Exercise objective
Gather every line of the records below that contains the word "foliage", copying each such line in full. Treat the match as case-sensitive.
-.-.-
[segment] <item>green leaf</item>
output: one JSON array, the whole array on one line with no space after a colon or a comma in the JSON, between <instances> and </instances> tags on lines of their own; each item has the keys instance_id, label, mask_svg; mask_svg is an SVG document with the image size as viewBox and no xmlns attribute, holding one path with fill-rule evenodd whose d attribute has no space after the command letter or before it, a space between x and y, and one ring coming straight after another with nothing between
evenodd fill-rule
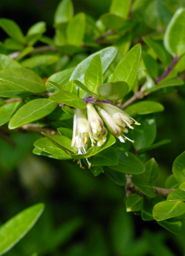
<instances>
[{"instance_id":1,"label":"green leaf","mask_svg":"<svg viewBox=\"0 0 185 256\"><path fill-rule=\"evenodd\" d=\"M118 63L113 74L113 81L126 82L130 92L134 84L141 56L141 45L132 47Z\"/></svg>"},{"instance_id":2,"label":"green leaf","mask_svg":"<svg viewBox=\"0 0 185 256\"><path fill-rule=\"evenodd\" d=\"M0 19L0 26L10 38L18 42L24 43L24 35L15 21L8 19Z\"/></svg>"},{"instance_id":3,"label":"green leaf","mask_svg":"<svg viewBox=\"0 0 185 256\"><path fill-rule=\"evenodd\" d=\"M163 111L163 106L156 101L144 100L127 107L125 111L130 115L137 114L139 115L146 115L152 113L160 112Z\"/></svg>"},{"instance_id":4,"label":"green leaf","mask_svg":"<svg viewBox=\"0 0 185 256\"><path fill-rule=\"evenodd\" d=\"M168 25L164 37L166 50L173 56L185 53L185 9L178 9Z\"/></svg>"},{"instance_id":5,"label":"green leaf","mask_svg":"<svg viewBox=\"0 0 185 256\"><path fill-rule=\"evenodd\" d=\"M110 13L127 19L131 4L131 0L113 0L110 7Z\"/></svg>"},{"instance_id":6,"label":"green leaf","mask_svg":"<svg viewBox=\"0 0 185 256\"><path fill-rule=\"evenodd\" d=\"M163 88L169 87L170 86L183 86L184 83L184 81L180 79L171 79L170 80L164 82L162 81L161 82L158 83L157 85L155 85L153 87L145 90L144 92L147 93L147 94L150 94L150 93L153 93L153 92L156 92L157 90L161 90Z\"/></svg>"},{"instance_id":7,"label":"green leaf","mask_svg":"<svg viewBox=\"0 0 185 256\"><path fill-rule=\"evenodd\" d=\"M34 143L34 145L39 149L47 152L50 155L57 156L63 160L71 159L70 156L64 150L58 148L54 143L53 143L48 138L42 138Z\"/></svg>"},{"instance_id":8,"label":"green leaf","mask_svg":"<svg viewBox=\"0 0 185 256\"><path fill-rule=\"evenodd\" d=\"M37 204L18 214L0 228L0 255L10 249L34 225L44 208Z\"/></svg>"},{"instance_id":9,"label":"green leaf","mask_svg":"<svg viewBox=\"0 0 185 256\"><path fill-rule=\"evenodd\" d=\"M57 7L54 14L54 25L68 22L73 15L73 7L71 0L63 0Z\"/></svg>"},{"instance_id":10,"label":"green leaf","mask_svg":"<svg viewBox=\"0 0 185 256\"><path fill-rule=\"evenodd\" d=\"M74 70L74 68L65 69L61 71L57 72L52 75L48 78L47 81L53 81L57 83L60 86L58 87L59 89L63 89L64 86L66 84L69 80L70 76Z\"/></svg>"},{"instance_id":11,"label":"green leaf","mask_svg":"<svg viewBox=\"0 0 185 256\"><path fill-rule=\"evenodd\" d=\"M21 68L21 65L7 55L0 54L0 70L11 68Z\"/></svg>"},{"instance_id":12,"label":"green leaf","mask_svg":"<svg viewBox=\"0 0 185 256\"><path fill-rule=\"evenodd\" d=\"M113 102L120 100L126 95L129 87L125 82L113 82L101 84L98 92L101 96Z\"/></svg>"},{"instance_id":13,"label":"green leaf","mask_svg":"<svg viewBox=\"0 0 185 256\"><path fill-rule=\"evenodd\" d=\"M77 86L77 87L79 87L80 88L84 90L85 92L87 92L90 95L94 96L94 97L95 99L98 99L98 100L104 100L104 99L101 96L99 96L97 94L96 94L95 93L94 93L90 92L87 87L85 87L85 86L82 83L81 83L81 82L78 80L73 80L73 81L76 86Z\"/></svg>"},{"instance_id":14,"label":"green leaf","mask_svg":"<svg viewBox=\"0 0 185 256\"><path fill-rule=\"evenodd\" d=\"M103 173L119 186L125 186L127 181L125 173L115 172L108 167L103 167Z\"/></svg>"},{"instance_id":15,"label":"green leaf","mask_svg":"<svg viewBox=\"0 0 185 256\"><path fill-rule=\"evenodd\" d=\"M58 62L59 57L54 55L38 55L25 59L21 62L21 65L24 68L34 69L40 66L48 66Z\"/></svg>"},{"instance_id":16,"label":"green leaf","mask_svg":"<svg viewBox=\"0 0 185 256\"><path fill-rule=\"evenodd\" d=\"M85 15L79 13L73 17L67 28L67 41L69 45L81 46L85 29Z\"/></svg>"},{"instance_id":17,"label":"green leaf","mask_svg":"<svg viewBox=\"0 0 185 256\"><path fill-rule=\"evenodd\" d=\"M170 193L167 197L168 201L185 201L185 191L176 188Z\"/></svg>"},{"instance_id":18,"label":"green leaf","mask_svg":"<svg viewBox=\"0 0 185 256\"><path fill-rule=\"evenodd\" d=\"M95 155L90 162L92 166L115 166L118 164L119 159L114 148L110 147Z\"/></svg>"},{"instance_id":19,"label":"green leaf","mask_svg":"<svg viewBox=\"0 0 185 256\"><path fill-rule=\"evenodd\" d=\"M168 56L165 50L161 45L145 36L143 37L144 41L155 52L158 58L164 64L168 64Z\"/></svg>"},{"instance_id":20,"label":"green leaf","mask_svg":"<svg viewBox=\"0 0 185 256\"><path fill-rule=\"evenodd\" d=\"M149 75L155 80L158 76L158 64L156 60L145 52L142 52L142 57Z\"/></svg>"},{"instance_id":21,"label":"green leaf","mask_svg":"<svg viewBox=\"0 0 185 256\"><path fill-rule=\"evenodd\" d=\"M156 124L153 115L140 117L137 121L141 125L135 125L132 131L132 138L135 142L134 148L138 151L153 143L156 137Z\"/></svg>"},{"instance_id":22,"label":"green leaf","mask_svg":"<svg viewBox=\"0 0 185 256\"><path fill-rule=\"evenodd\" d=\"M111 169L128 174L138 174L142 173L145 170L144 164L131 152L119 152L118 155L119 164L109 166Z\"/></svg>"},{"instance_id":23,"label":"green leaf","mask_svg":"<svg viewBox=\"0 0 185 256\"><path fill-rule=\"evenodd\" d=\"M180 183L185 181L185 151L175 159L172 171L175 179Z\"/></svg>"},{"instance_id":24,"label":"green leaf","mask_svg":"<svg viewBox=\"0 0 185 256\"><path fill-rule=\"evenodd\" d=\"M33 71L23 68L1 70L0 85L2 87L15 86L19 87L20 90L23 89L33 93L42 93L46 91L42 80Z\"/></svg>"},{"instance_id":25,"label":"green leaf","mask_svg":"<svg viewBox=\"0 0 185 256\"><path fill-rule=\"evenodd\" d=\"M158 224L175 234L178 234L182 230L182 223L177 220L170 219L157 222Z\"/></svg>"},{"instance_id":26,"label":"green leaf","mask_svg":"<svg viewBox=\"0 0 185 256\"><path fill-rule=\"evenodd\" d=\"M103 83L103 70L100 55L96 55L85 73L84 80L88 89L98 94L97 87Z\"/></svg>"},{"instance_id":27,"label":"green leaf","mask_svg":"<svg viewBox=\"0 0 185 256\"><path fill-rule=\"evenodd\" d=\"M143 194L150 197L155 197L156 193L153 187L150 185L145 177L143 177L142 175L133 175L132 183L138 187Z\"/></svg>"},{"instance_id":28,"label":"green leaf","mask_svg":"<svg viewBox=\"0 0 185 256\"><path fill-rule=\"evenodd\" d=\"M147 182L156 179L159 173L159 166L154 159L151 159L145 164L145 172L141 175L146 179Z\"/></svg>"},{"instance_id":29,"label":"green leaf","mask_svg":"<svg viewBox=\"0 0 185 256\"><path fill-rule=\"evenodd\" d=\"M78 96L74 93L62 90L49 97L50 100L62 103L77 108L86 108L86 103Z\"/></svg>"},{"instance_id":30,"label":"green leaf","mask_svg":"<svg viewBox=\"0 0 185 256\"><path fill-rule=\"evenodd\" d=\"M138 211L143 209L143 197L139 194L131 194L126 200L126 211Z\"/></svg>"},{"instance_id":31,"label":"green leaf","mask_svg":"<svg viewBox=\"0 0 185 256\"><path fill-rule=\"evenodd\" d=\"M20 101L4 104L0 108L0 126L8 122L16 108L20 104Z\"/></svg>"},{"instance_id":32,"label":"green leaf","mask_svg":"<svg viewBox=\"0 0 185 256\"><path fill-rule=\"evenodd\" d=\"M57 103L47 99L36 99L21 107L10 119L8 127L15 129L48 115L57 107Z\"/></svg>"},{"instance_id":33,"label":"green leaf","mask_svg":"<svg viewBox=\"0 0 185 256\"><path fill-rule=\"evenodd\" d=\"M116 57L118 52L118 49L116 47L110 46L93 53L77 65L71 76L70 81L77 80L84 83L85 71L93 58L97 54L100 55L103 73L104 74Z\"/></svg>"},{"instance_id":34,"label":"green leaf","mask_svg":"<svg viewBox=\"0 0 185 256\"><path fill-rule=\"evenodd\" d=\"M185 204L182 201L163 201L153 209L153 216L157 221L163 221L185 213Z\"/></svg>"}]
</instances>

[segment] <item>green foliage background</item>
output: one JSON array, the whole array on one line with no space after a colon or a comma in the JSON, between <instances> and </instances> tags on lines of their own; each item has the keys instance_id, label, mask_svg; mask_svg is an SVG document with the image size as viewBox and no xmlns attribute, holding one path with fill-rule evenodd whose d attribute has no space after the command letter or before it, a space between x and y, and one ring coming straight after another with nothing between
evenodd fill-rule
<instances>
[{"instance_id":1,"label":"green foliage background","mask_svg":"<svg viewBox=\"0 0 185 256\"><path fill-rule=\"evenodd\" d=\"M142 36L164 31L175 10L185 7L183 1L135 2L141 7L135 18L142 20L144 11L145 14L140 24ZM33 24L43 20L47 25L45 34L52 36L53 15L59 2L2 0L0 15L14 20L24 33ZM97 19L108 11L110 1L76 0L73 3L76 13L83 11ZM151 14L152 4L162 5L159 17L157 11ZM3 41L7 36L2 29L1 33ZM133 45L138 42L137 38L135 35ZM77 65L87 56L79 54L67 68ZM47 72L44 71L46 75ZM147 153L146 160L154 157L159 166L156 184L159 187L164 186L166 178L172 174L174 161L184 151L184 86L176 87L168 89L168 94L158 94L157 97L155 93L147 97L149 100L157 99L165 109L155 114L157 141L171 140L170 144ZM140 216L126 213L124 187L106 175L95 177L72 162L33 155L33 144L41 137L12 133L8 142L0 138L0 222L5 222L35 203L42 202L46 205L35 225L6 255L28 256L35 252L45 256L184 254L184 230L174 235L156 222L144 222Z\"/></svg>"}]
</instances>

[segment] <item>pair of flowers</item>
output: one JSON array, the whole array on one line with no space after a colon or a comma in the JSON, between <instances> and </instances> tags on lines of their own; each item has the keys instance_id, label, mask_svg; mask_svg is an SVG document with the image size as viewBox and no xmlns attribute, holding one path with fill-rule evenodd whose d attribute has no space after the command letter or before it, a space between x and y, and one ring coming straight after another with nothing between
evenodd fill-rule
<instances>
[{"instance_id":1,"label":"pair of flowers","mask_svg":"<svg viewBox=\"0 0 185 256\"><path fill-rule=\"evenodd\" d=\"M121 142L125 142L128 139L134 143L125 133L128 132L127 126L133 129L131 126L133 121L138 125L140 125L139 123L125 111L111 104L102 103L96 108L97 112L92 104L88 103L87 105L88 118L83 109L75 109L71 147L78 154L85 154L90 143L91 147L94 147L96 142L98 147L104 143L107 139L107 130L103 125L103 121L110 132ZM86 160L89 168L90 168L90 163L87 159ZM81 167L83 168L81 161L79 162Z\"/></svg>"}]
</instances>

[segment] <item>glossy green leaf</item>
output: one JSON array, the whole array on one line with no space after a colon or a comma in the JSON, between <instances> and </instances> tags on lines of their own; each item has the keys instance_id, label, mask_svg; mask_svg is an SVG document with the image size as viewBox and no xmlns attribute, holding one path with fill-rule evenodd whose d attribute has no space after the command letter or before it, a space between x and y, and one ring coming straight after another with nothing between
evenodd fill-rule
-.-.-
Solution
[segment] <item>green foliage background</item>
[{"instance_id":1,"label":"green foliage background","mask_svg":"<svg viewBox=\"0 0 185 256\"><path fill-rule=\"evenodd\" d=\"M142 36L164 31L175 10L185 7L183 1L135 2L141 7L135 18L142 20L144 11L145 14L140 24ZM33 24L43 20L47 25L45 34L52 36L53 15L59 2L2 0L0 15L14 20L24 33ZM97 19L108 11L110 1L76 0L73 3L76 13L83 11ZM151 14L152 4L162 5L159 17L157 11ZM3 41L7 36L2 29L1 33ZM133 45L138 42L137 38L135 35ZM77 65L87 56L79 54L67 68ZM47 72L44 71L46 75ZM147 153L146 160L154 157L159 166L156 184L159 187L164 186L166 178L172 174L174 161L184 151L184 86L176 87L168 89L168 94L158 94L157 97L155 93L147 97L149 100L157 99L165 109L155 114L157 141L171 140L170 144ZM140 216L126 213L124 187L106 175L95 177L72 162L33 155L33 144L41 137L12 133L8 142L0 138L0 222L5 222L35 203L42 202L46 205L35 225L6 255L28 256L35 252L45 256L184 254L184 230L174 235L156 222L144 222Z\"/></svg>"}]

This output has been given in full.